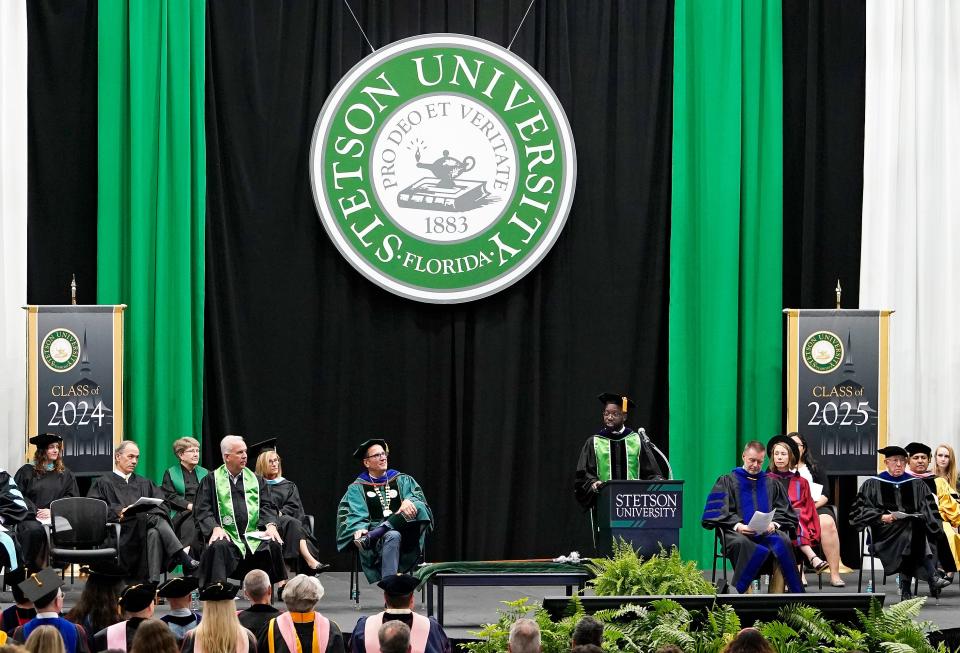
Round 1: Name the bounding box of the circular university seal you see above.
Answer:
[803,331,843,374]
[40,329,80,372]
[310,34,576,303]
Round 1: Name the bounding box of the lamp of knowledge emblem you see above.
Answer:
[310,34,576,303]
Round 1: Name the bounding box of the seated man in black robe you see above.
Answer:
[701,440,803,594]
[87,440,200,583]
[850,446,950,599]
[193,435,287,587]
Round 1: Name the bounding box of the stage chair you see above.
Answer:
[44,497,120,585]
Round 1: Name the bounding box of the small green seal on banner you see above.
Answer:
[40,329,80,372]
[803,331,843,374]
[310,34,576,303]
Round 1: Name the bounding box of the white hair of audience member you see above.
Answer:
[283,574,323,612]
[507,619,540,653]
[243,569,270,601]
[220,435,243,455]
[377,619,410,653]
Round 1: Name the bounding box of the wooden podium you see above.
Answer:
[596,481,683,557]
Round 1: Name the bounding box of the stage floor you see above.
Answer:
[0,572,960,640]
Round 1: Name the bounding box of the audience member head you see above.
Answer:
[257,450,286,478]
[933,442,957,488]
[113,440,140,474]
[723,628,776,653]
[507,619,540,653]
[243,569,273,605]
[157,576,199,610]
[904,442,933,474]
[877,445,907,478]
[24,626,65,653]
[767,435,800,473]
[19,568,63,615]
[173,435,200,469]
[283,574,323,612]
[30,433,64,476]
[118,583,157,619]
[377,620,413,653]
[193,581,247,653]
[67,568,123,632]
[570,615,603,646]
[130,619,180,653]
[740,440,766,474]
[220,435,247,474]
[377,574,420,610]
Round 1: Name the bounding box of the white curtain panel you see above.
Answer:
[0,0,27,473]
[860,0,960,452]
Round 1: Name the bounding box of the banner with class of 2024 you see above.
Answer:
[24,305,126,475]
[784,309,892,475]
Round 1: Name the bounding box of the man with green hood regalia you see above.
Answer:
[337,439,433,583]
[574,392,664,543]
[193,435,287,587]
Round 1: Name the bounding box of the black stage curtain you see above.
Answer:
[204,0,673,565]
[783,0,877,566]
[27,0,97,304]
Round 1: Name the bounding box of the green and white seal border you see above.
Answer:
[308,33,577,304]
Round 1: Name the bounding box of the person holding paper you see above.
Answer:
[787,431,850,587]
[767,435,829,574]
[701,440,804,594]
[850,445,950,599]
[87,440,200,583]
[193,435,287,587]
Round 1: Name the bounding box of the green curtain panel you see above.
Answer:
[97,0,206,480]
[669,0,783,565]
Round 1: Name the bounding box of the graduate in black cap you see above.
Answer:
[157,576,200,644]
[350,574,451,653]
[850,446,949,599]
[337,438,433,583]
[247,438,330,574]
[12,569,90,653]
[93,583,157,651]
[14,433,80,520]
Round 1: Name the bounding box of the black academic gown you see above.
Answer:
[14,465,80,510]
[850,472,943,576]
[0,470,47,583]
[160,465,203,553]
[87,472,169,579]
[573,426,663,510]
[701,467,803,594]
[257,619,346,653]
[267,479,319,571]
[193,471,287,587]
[350,613,453,653]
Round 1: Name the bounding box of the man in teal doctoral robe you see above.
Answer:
[337,439,433,583]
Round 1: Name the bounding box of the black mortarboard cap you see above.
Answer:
[904,442,933,457]
[18,568,63,607]
[597,392,637,413]
[877,444,907,458]
[353,438,390,460]
[767,435,800,465]
[30,433,63,449]
[377,574,420,596]
[247,438,277,465]
[118,583,157,612]
[200,580,240,601]
[157,576,200,599]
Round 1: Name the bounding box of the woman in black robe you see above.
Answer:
[254,445,329,574]
[13,433,80,521]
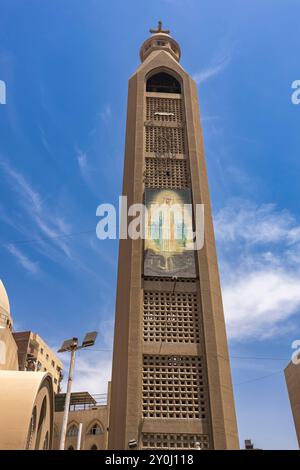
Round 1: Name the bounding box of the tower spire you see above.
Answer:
[149,21,170,34]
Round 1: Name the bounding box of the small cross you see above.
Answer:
[150,21,170,34]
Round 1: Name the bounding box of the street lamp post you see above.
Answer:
[58,331,98,450]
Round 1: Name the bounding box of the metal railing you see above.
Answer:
[69,393,107,411]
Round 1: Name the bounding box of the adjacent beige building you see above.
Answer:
[53,392,108,450]
[284,362,300,448]
[13,331,63,393]
[0,279,19,370]
[108,24,239,449]
[0,281,54,450]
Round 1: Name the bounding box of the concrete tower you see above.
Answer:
[109,22,238,449]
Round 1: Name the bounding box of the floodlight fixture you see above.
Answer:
[81,331,98,348]
[58,331,98,450]
[57,338,78,352]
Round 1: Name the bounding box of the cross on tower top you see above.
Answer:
[150,21,170,34]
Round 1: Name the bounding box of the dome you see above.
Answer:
[140,21,181,62]
[0,279,10,326]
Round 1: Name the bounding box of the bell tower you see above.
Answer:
[108,22,239,449]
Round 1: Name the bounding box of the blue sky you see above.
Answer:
[0,0,300,449]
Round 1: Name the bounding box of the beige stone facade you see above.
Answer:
[53,392,108,450]
[0,280,19,370]
[284,357,300,448]
[108,24,239,449]
[0,370,54,450]
[13,331,63,393]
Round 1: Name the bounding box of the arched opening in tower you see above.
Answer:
[146,72,181,93]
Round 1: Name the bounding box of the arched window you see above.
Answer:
[146,72,181,93]
[89,423,103,436]
[67,424,78,437]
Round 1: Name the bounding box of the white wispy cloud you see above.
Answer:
[0,159,72,259]
[215,201,300,340]
[193,53,231,85]
[5,244,40,274]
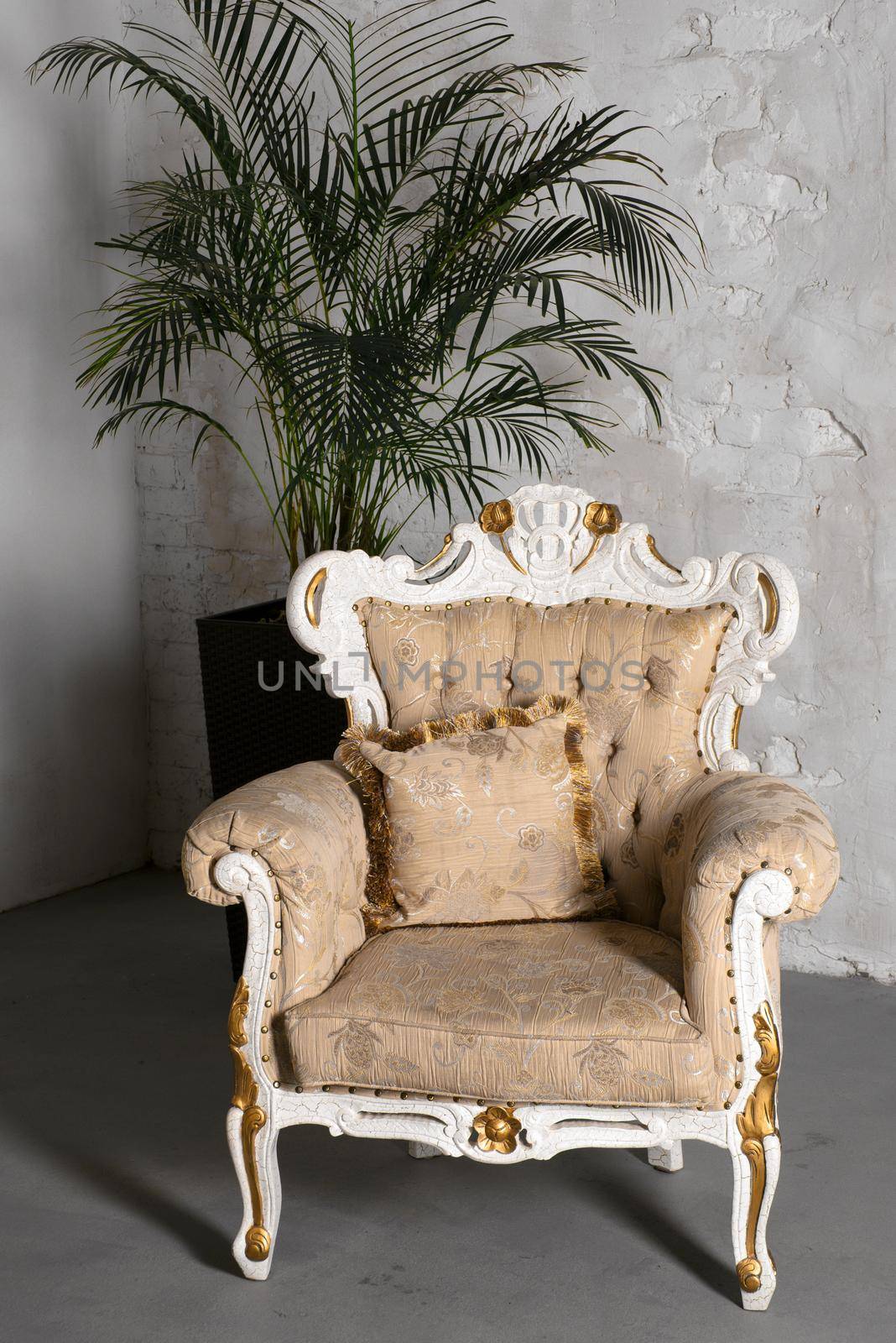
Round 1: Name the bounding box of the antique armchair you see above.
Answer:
[184,485,838,1309]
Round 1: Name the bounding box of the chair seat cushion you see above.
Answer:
[283,920,712,1105]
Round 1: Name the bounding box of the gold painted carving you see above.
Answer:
[227,975,271,1262]
[647,535,681,573]
[417,532,452,573]
[479,499,513,536]
[582,499,623,536]
[737,1002,781,1292]
[479,499,526,573]
[573,499,623,573]
[731,703,743,750]
[473,1105,522,1157]
[305,568,327,630]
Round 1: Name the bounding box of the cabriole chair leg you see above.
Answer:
[728,1126,781,1311]
[227,1104,280,1280]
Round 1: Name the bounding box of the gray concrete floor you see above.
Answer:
[0,870,896,1343]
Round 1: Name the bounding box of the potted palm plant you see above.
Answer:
[31,0,696,792]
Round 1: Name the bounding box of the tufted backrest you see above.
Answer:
[354,598,735,927]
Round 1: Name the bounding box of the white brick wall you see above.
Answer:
[122,0,896,978]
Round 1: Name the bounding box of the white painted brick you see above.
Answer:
[128,0,896,976]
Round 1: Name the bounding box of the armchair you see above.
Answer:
[184,485,838,1309]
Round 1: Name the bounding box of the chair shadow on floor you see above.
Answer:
[560,1143,741,1304]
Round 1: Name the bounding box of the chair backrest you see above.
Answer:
[287,485,798,925]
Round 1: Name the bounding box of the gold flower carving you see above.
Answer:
[473,1105,522,1157]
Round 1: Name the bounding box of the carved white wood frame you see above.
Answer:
[215,485,798,1309]
[213,853,793,1311]
[287,485,800,770]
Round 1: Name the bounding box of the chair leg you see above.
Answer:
[728,1126,781,1311]
[227,1104,280,1280]
[647,1137,684,1173]
[408,1143,441,1162]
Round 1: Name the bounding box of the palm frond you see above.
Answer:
[31,0,701,564]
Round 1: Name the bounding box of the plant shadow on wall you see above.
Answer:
[31,0,701,569]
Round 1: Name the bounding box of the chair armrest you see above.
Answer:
[660,771,840,1103]
[182,761,367,1016]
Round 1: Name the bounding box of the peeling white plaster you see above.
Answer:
[128,0,896,979]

--------

* [Set problem] Convert the whole listing above into a JSON list of strings with one string per line. Skip blank lines and leave the pictures out.

* [Output]
[
  "Round 1: Name the bounding box of the circular university seal you see above.",
  "Answer:",
  "[803,331,843,374]",
  "[40,329,80,372]",
  "[310,34,576,303]",
  "Round 1: Name the bounding box of the lamp of knowledge emblem you see above.",
  "Answer:",
  "[310,34,576,303]",
  "Round 1: Name the bounding box of the seated man in black robe you see above.",
  "Answer:",
  "[701,440,803,594]",
  "[87,440,200,583]",
  "[850,446,950,599]",
  "[193,435,287,587]",
  "Round 1: Name the bounding box of the stage chair you see above.",
  "Answer:",
  "[44,497,120,585]",
  "Round 1: Name the bounding box of the small green seal on banner you see above.",
  "Answer:",
  "[40,329,80,372]",
  "[803,331,843,374]",
  "[310,34,576,303]",
  "Round 1: Name the bounding box of the white hair of audience member you see above.",
  "Answer:",
  "[283,574,323,612]",
  "[507,619,540,653]",
  "[243,569,270,601]",
  "[220,435,243,455]",
  "[377,619,410,653]",
  "Round 1: Name the bounding box of the wooden podium you see above.",
  "Answer:",
  "[596,481,683,557]",
  "Round 1: Name the bounding box of the stage floor you see above.",
  "Answer:",
  "[0,572,960,640]",
  "Round 1: Name the bounding box of the audience member head you see above.",
  "Answer:",
  "[257,450,286,478]",
  "[933,442,957,488]",
  "[113,440,140,474]",
  "[723,628,776,653]",
  "[507,619,540,653]",
  "[243,569,273,605]",
  "[157,576,199,610]",
  "[904,442,933,474]",
  "[877,445,907,478]",
  "[24,626,65,653]",
  "[767,435,800,473]",
  "[19,568,63,615]",
  "[173,435,200,469]",
  "[283,574,323,612]",
  "[30,433,64,476]",
  "[118,583,157,619]",
  "[377,620,413,653]",
  "[193,581,247,653]",
  "[67,568,123,632]",
  "[570,615,603,646]",
  "[130,619,180,653]",
  "[740,440,766,474]",
  "[220,435,247,474]",
  "[377,574,420,610]",
  "Round 1: Name the bounding box of the white curtain panel you see above.",
  "Answer:",
  "[0,0,27,473]",
  "[860,0,960,452]",
  "Round 1: Name the bounding box of the banner with class of 2024 you see above.",
  "Answer:",
  "[24,305,126,475]",
  "[784,309,892,475]",
  "Round 1: Name the bounding box of the man with green hood regalia you see above.",
  "Answer:",
  "[337,439,433,583]",
  "[574,392,664,543]",
  "[193,435,287,587]",
  "Round 1: Name the bounding box of the black stage curtain you see above.",
  "Answer:",
  "[204,0,673,565]",
  "[783,0,877,566]",
  "[27,0,97,304]",
  "Round 1: Name the bounding box of the green and white seal border you see above.",
  "Answer:",
  "[308,33,577,304]",
  "Round 1: Name the bounding box of the person holding paper you see above.",
  "Answer:",
  "[787,431,850,587]",
  "[767,435,829,574]",
  "[701,440,804,594]",
  "[850,445,950,599]",
  "[87,440,200,583]",
  "[193,435,287,587]",
  "Round 1: Name the bounding box of the green curtain panel you see above.",
  "Answer:",
  "[97,0,206,480]",
  "[669,0,783,565]",
  "Round 1: Name the bounding box of the graduate in black cap you see above.",
  "Answer:",
  "[157,576,200,644]",
  "[350,574,451,653]",
  "[850,446,949,599]",
  "[337,438,433,583]",
  "[247,438,330,574]",
  "[12,569,90,653]",
  "[93,583,157,651]",
  "[14,433,80,520]",
  "Round 1: Name the bounding box of the black academic gown you see above.",
  "Answer:",
  "[14,465,80,510]",
  "[850,472,943,576]",
  "[0,470,47,583]",
  "[160,465,203,553]",
  "[87,472,169,579]",
  "[573,426,663,510]",
  "[701,467,803,594]",
  "[257,619,346,653]",
  "[267,479,319,571]",
  "[193,471,287,587]",
  "[350,613,453,653]",
  "Round 1: Name the bounding box of the man in teal doctoral robe you see above.",
  "Answer:",
  "[337,439,433,583]",
  "Round 1: Name the bounding box of the black mortarboard cap you see above.",
  "Answer:",
  "[904,442,933,457]",
  "[18,568,63,607]",
  "[597,392,637,413]",
  "[877,444,907,458]",
  "[353,438,390,460]",
  "[767,435,800,465]",
  "[30,433,63,449]",
  "[377,574,420,596]",
  "[247,438,277,465]",
  "[118,583,157,612]",
  "[200,580,240,601]",
  "[157,576,200,599]",
  "Round 1: Name the bounding box of the woman in black robe you see above.",
  "Answer:",
  "[254,445,329,574]",
  "[13,433,80,521]",
  "Round 1: Name the bounding box of the tower spire you see above.",
  "Answer:",
  "[149,21,170,34]",
  "Round 1: Name the bounding box of the small cross you see above.",
  "Answer:",
  "[150,21,170,34]",
  "Round 1: Name the bounding box of the street lamp post you see above.",
  "Answer:",
  "[58,331,98,450]",
  "Round 1: Name the bounding box of the metal railing you see above.",
  "Answer:",
  "[69,393,107,411]",
  "Round 1: Name the bounding box of the adjacent beige building you see above.",
  "Answer:",
  "[53,392,108,450]",
  "[284,362,300,448]",
  "[13,331,63,393]",
  "[0,279,19,370]",
  "[108,24,239,449]",
  "[0,281,54,450]",
  "Round 1: Name the bounding box of the concrete tower you see above.",
  "Answer:",
  "[109,22,238,449]",
  "Round 1: Name the bounding box of the floodlight fixture you see above.",
  "Answer:",
  "[81,331,98,348]",
  "[58,331,98,450]",
  "[57,338,78,352]",
  "Round 1: Name the bounding box of the cross on tower top you see above.",
  "Answer:",
  "[150,21,170,34]",
  "Round 1: Name the bounding box of the dome you see above.",
  "Answer:",
  "[140,21,181,62]",
  "[0,279,10,326]",
  "Round 1: Name the bounding box of the bell tower you see above.",
  "Answer:",
  "[108,22,239,449]",
  "Round 1: Name the bounding box of the blue sky you see above.",
  "Answer:",
  "[0,0,300,449]",
  "Round 1: Name the bounding box of the beige stone facade you see above.",
  "Answer:",
  "[53,392,108,450]",
  "[0,280,19,370]",
  "[284,357,300,448]",
  "[108,24,239,449]",
  "[0,370,54,450]",
  "[13,331,63,393]",
  "Round 1: Name the bounding box of the arched opening in tower you see above.",
  "Answer:",
  "[146,72,181,93]",
  "Round 1: Name the bounding box of the arched window you see above.",
  "Answer:",
  "[146,72,181,93]",
  "[89,423,103,436]",
  "[67,424,78,437]",
  "Round 1: Name the bounding box of the white wispy cloud you see above.",
  "Answer:",
  "[0,159,72,259]",
  "[215,201,300,340]",
  "[193,53,231,85]",
  "[5,244,40,274]",
  "Round 1: Name the bounding box of the antique armchair you see above.",
  "Answer:",
  "[184,485,838,1309]",
  "Round 1: Name the bounding box of the chair seat cushion you see above.",
  "Answer:",
  "[283,920,712,1105]",
  "Round 1: Name the bounding box of the gold painted carving you see above.",
  "Answer:",
  "[227,975,271,1262]",
  "[647,535,681,573]",
  "[417,532,452,573]",
  "[479,499,513,536]",
  "[582,499,623,536]",
  "[737,1002,781,1292]",
  "[479,499,526,573]",
  "[573,499,623,573]",
  "[731,703,743,750]",
  "[473,1105,522,1157]",
  "[305,568,327,630]",
  "Round 1: Name the bounding box of the cabriole chair leg you see above.",
  "Answer:",
  "[728,1126,781,1311]",
  "[227,1104,280,1280]",
  "Round 1: Name the bounding box of the gray concrete floor you see above.",
  "Answer:",
  "[0,870,896,1343]",
  "Round 1: Name the bounding box of the potted palm plant you see above.",
  "Answer:",
  "[31,0,696,792]",
  "Round 1: Name the bounding box of the tufted backrest you see above.",
  "Answer:",
  "[354,598,735,927]",
  "Round 1: Name the bounding box of the white brick wall you see above.",
  "Answer:",
  "[122,0,896,978]",
  "Round 1: Name the bounding box of the white painted brick you see above.",
  "Answer:",
  "[128,0,896,976]",
  "Round 1: Name the bounding box of the armchair you see above.",
  "Answer:",
  "[184,485,838,1309]",
  "Round 1: Name the bounding box of the chair shadow on floor you see above.",
  "Answer:",
  "[560,1143,741,1304]",
  "Round 1: Name the bounding box of the chair backrest you see above.",
  "Answer:",
  "[287,485,798,925]",
  "Round 1: Name the bounding box of the gold flower carving you see above.",
  "Answer:",
  "[473,1105,522,1157]",
  "Round 1: Name the bounding box of the carved white wood frame you see above.",
  "Answer:",
  "[215,485,798,1309]",
  "[213,853,793,1311]",
  "[287,485,800,770]",
  "Round 1: Name the bounding box of the chair leg you see above.",
  "Answer:",
  "[728,1126,781,1311]",
  "[227,1104,280,1280]",
  "[647,1137,684,1173]",
  "[408,1143,441,1162]",
  "Round 1: Name the bounding box of the palm frond you see above.",
  "Answer:",
  "[31,0,701,564]",
  "Round 1: Name the bounding box of the plant shadow on wall you see above.",
  "Answer:",
  "[31,0,701,569]",
  "Round 1: Name the bounding box of the chair armrest you see above.",
  "Answer:",
  "[660,771,840,1103]",
  "[182,761,367,1016]",
  "Round 1: Name the bounding box of the peeling white plaster you see above.",
  "Answer:",
  "[128,0,896,979]"
]